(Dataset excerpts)
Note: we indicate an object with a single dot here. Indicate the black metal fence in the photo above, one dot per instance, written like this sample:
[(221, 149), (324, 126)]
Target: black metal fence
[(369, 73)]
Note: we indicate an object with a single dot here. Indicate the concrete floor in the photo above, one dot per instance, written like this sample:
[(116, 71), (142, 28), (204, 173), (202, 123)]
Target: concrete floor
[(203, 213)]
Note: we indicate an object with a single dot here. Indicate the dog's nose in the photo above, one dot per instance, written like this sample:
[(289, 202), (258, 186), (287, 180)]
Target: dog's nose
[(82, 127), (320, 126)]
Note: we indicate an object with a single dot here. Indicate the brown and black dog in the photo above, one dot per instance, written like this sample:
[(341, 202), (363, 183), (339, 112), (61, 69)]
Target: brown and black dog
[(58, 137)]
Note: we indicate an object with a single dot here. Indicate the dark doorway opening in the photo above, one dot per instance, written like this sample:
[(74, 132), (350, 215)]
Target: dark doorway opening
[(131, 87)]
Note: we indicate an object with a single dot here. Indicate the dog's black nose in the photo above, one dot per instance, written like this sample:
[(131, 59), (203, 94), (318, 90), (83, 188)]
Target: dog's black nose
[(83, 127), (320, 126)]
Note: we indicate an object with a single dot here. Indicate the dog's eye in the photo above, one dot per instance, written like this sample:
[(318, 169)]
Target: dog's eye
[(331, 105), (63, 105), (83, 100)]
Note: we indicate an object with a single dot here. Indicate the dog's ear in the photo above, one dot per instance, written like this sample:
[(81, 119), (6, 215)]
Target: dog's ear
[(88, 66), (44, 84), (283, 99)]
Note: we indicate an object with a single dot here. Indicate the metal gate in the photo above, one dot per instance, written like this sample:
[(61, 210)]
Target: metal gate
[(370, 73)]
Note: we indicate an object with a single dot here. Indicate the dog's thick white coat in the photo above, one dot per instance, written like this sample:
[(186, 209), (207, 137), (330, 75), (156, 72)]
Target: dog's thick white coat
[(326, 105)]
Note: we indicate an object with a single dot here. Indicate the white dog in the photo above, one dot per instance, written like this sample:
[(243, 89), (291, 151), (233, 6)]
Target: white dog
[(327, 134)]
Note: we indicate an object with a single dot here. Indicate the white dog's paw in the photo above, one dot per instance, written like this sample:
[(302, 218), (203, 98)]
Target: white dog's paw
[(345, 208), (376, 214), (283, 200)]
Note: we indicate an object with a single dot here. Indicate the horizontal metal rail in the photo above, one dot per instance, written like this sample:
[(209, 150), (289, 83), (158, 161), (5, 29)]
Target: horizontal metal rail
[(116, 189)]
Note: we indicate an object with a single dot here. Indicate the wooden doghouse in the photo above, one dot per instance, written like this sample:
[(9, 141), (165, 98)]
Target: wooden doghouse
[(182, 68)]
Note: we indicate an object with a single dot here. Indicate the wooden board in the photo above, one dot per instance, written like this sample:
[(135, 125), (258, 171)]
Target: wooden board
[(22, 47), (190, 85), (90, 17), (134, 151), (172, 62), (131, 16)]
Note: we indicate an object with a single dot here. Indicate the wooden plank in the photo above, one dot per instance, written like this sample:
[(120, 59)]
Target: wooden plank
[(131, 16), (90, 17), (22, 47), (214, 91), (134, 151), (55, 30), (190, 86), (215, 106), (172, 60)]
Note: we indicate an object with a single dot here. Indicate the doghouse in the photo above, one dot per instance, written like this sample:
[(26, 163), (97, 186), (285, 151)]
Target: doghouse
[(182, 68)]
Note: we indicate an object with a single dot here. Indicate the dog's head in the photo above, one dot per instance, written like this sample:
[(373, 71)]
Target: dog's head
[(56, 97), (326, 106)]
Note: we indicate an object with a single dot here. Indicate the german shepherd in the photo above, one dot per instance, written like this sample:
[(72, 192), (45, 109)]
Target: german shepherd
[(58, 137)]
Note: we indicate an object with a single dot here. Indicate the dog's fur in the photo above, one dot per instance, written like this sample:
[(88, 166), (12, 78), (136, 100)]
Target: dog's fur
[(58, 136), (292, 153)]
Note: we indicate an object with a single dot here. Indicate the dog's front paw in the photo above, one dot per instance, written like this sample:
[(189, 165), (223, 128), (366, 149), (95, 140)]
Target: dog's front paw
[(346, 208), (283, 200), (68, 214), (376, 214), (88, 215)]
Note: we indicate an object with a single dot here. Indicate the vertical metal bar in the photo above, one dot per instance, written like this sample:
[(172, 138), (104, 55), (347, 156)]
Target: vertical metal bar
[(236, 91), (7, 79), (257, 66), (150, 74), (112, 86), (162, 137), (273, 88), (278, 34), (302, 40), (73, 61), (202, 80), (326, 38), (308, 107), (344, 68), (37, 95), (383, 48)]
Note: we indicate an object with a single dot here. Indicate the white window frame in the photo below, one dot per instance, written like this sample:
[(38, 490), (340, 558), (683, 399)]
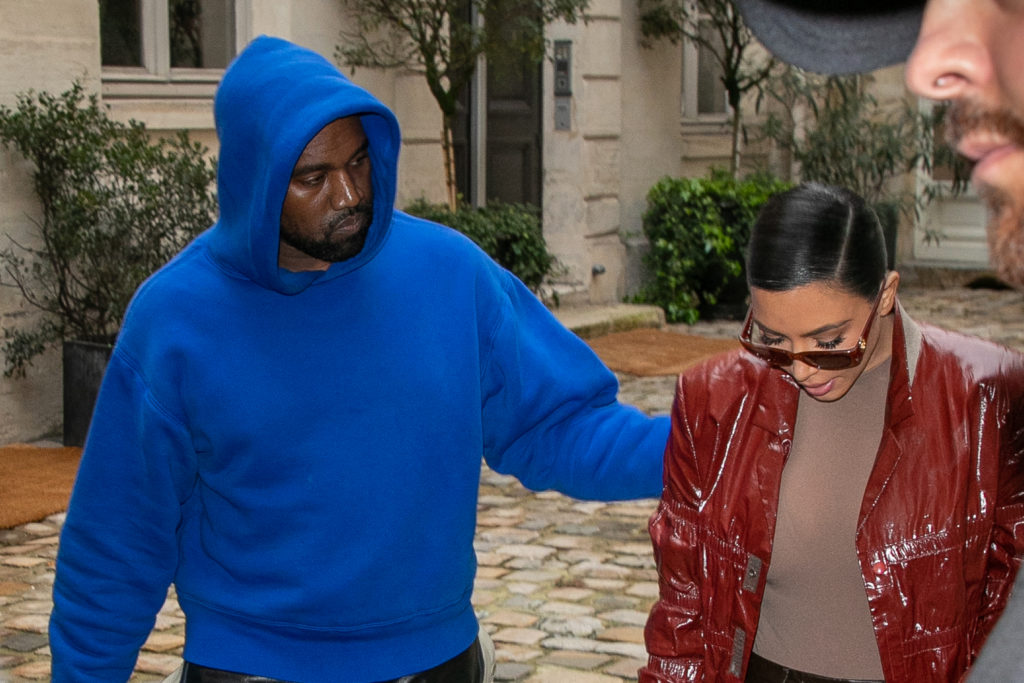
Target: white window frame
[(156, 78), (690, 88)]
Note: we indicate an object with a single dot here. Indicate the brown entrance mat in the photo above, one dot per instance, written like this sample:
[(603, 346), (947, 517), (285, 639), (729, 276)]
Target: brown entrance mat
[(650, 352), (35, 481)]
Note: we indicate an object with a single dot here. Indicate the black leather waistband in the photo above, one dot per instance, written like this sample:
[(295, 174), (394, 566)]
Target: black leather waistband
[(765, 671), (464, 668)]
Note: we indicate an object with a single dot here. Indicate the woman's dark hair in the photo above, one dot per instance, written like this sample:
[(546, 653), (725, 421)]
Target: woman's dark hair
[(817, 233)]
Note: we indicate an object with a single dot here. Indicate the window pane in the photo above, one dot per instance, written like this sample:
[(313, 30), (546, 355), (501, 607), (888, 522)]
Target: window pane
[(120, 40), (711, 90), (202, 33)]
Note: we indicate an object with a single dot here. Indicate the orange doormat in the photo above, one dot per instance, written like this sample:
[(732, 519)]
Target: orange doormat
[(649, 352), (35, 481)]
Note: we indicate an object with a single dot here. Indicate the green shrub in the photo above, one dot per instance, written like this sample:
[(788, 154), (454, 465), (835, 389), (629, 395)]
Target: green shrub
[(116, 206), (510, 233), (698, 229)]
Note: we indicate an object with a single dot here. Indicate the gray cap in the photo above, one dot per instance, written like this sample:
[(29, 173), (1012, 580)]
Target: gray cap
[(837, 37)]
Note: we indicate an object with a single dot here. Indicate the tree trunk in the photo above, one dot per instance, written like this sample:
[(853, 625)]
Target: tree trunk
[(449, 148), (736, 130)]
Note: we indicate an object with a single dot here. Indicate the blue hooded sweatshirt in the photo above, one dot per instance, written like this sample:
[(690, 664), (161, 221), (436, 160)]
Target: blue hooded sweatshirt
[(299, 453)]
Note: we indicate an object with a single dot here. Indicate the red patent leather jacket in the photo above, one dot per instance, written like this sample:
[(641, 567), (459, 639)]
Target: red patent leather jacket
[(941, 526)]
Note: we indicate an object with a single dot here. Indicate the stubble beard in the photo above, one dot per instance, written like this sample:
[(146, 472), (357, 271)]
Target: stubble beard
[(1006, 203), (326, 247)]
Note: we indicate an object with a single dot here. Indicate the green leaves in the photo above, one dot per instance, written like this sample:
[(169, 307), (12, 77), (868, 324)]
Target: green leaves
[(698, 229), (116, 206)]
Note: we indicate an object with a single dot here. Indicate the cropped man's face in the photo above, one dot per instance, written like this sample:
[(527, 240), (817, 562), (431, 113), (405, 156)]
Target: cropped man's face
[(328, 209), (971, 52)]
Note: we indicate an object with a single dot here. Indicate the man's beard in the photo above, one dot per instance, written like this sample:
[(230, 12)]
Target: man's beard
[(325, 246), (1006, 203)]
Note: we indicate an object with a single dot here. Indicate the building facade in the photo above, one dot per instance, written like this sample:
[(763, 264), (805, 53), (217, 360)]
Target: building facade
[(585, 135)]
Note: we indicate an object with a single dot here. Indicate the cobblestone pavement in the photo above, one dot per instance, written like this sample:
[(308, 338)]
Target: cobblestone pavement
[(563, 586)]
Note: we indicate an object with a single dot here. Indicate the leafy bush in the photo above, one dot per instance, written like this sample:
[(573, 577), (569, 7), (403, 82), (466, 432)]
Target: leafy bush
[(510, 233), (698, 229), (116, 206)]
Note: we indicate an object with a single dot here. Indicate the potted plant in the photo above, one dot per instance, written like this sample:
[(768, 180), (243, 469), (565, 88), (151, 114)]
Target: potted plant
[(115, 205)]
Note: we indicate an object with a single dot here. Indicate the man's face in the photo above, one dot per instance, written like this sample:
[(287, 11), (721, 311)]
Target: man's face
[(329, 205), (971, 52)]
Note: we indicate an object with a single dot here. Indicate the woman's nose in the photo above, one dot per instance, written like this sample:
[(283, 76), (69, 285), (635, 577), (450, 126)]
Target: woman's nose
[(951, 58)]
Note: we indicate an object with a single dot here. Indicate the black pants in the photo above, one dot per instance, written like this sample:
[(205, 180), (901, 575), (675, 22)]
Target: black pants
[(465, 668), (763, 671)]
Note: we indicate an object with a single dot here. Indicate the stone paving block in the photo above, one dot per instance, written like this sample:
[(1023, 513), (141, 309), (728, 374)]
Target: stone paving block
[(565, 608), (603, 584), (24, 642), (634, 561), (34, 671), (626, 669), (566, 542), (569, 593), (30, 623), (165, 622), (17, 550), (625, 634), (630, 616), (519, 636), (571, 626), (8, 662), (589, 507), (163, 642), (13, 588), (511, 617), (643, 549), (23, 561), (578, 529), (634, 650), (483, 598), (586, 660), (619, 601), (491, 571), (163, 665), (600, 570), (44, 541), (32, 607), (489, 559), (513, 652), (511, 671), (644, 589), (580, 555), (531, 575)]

#### [PROBLEM DETAILS]
One stretch of the lines above is wanted, from the line that contains "Indicate the horizontal" through the line that contains "the wooden board". Output it exactly.

#### [RESULT]
Note: we indicate an object with a single dot here. Indicate the horizontal metal rail in the photo above, one dot per instance, written like this sample:
[(209, 150), (289, 83), (158, 161), (5, 29)]
Target: horizontal metal rail
[(116, 189)]
Note: we indicate an object with a single dot here. Indicate the wooden doghouse in the photo above, one dot per instance, written like this sample:
[(9, 141), (165, 98)]
Target: wooden doghouse
[(182, 68)]
Note: we indicate an object with a single dot here. Indicate the wooden board in the photo above, one dot per instance, written like this sample:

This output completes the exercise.